Records supplied -
---*---

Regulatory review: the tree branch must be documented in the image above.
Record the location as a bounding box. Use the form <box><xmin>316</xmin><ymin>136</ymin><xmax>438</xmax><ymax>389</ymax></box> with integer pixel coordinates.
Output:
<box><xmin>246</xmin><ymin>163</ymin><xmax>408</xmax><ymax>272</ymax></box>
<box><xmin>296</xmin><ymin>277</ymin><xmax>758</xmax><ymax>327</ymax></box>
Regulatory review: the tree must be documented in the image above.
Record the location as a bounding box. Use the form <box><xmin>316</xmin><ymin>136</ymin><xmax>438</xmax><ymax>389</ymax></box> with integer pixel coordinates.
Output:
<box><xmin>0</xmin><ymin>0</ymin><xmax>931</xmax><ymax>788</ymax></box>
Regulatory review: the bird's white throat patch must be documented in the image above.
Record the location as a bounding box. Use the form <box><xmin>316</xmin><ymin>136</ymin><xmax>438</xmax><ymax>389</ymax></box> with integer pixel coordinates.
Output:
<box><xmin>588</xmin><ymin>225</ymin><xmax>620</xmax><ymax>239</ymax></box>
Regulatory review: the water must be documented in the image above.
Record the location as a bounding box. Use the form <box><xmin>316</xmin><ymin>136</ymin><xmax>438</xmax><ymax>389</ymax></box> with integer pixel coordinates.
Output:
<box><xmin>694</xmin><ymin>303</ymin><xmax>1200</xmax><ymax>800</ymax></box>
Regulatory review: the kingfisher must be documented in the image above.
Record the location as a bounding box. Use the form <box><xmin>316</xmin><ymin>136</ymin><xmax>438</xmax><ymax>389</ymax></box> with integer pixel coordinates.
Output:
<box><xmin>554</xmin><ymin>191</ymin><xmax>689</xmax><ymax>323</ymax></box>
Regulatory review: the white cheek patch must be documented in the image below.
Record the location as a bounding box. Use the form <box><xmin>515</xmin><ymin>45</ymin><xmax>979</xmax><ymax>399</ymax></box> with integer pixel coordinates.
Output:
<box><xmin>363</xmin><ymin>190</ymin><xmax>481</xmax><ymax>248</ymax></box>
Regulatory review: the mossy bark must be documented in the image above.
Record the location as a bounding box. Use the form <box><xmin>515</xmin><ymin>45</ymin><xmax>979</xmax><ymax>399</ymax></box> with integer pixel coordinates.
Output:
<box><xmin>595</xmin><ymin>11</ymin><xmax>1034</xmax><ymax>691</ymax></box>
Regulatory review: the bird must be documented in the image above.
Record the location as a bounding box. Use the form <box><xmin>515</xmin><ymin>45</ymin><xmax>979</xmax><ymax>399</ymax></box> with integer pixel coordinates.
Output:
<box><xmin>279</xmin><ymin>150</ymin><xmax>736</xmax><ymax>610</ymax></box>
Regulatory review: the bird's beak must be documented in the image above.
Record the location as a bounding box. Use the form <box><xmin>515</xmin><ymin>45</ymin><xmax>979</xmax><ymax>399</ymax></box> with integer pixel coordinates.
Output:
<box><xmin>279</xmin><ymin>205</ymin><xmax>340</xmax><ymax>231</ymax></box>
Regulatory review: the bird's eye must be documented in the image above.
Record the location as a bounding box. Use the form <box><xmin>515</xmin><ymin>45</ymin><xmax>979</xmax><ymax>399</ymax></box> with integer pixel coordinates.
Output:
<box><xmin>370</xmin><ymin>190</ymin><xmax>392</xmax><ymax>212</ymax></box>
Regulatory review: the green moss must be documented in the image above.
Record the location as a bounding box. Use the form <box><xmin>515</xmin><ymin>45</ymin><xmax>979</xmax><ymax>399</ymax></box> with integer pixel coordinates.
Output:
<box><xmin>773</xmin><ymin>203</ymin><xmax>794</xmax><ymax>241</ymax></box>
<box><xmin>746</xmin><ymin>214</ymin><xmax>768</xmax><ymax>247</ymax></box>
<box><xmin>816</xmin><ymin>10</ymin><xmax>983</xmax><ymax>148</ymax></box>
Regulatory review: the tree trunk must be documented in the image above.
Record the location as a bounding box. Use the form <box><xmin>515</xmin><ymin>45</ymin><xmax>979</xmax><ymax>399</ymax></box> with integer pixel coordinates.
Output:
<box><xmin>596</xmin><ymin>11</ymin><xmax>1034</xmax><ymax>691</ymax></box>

---*---

Aim - Count the lines in the listing above that contain the string "white", with letter case counting, and reply with only that number.

Task output - 2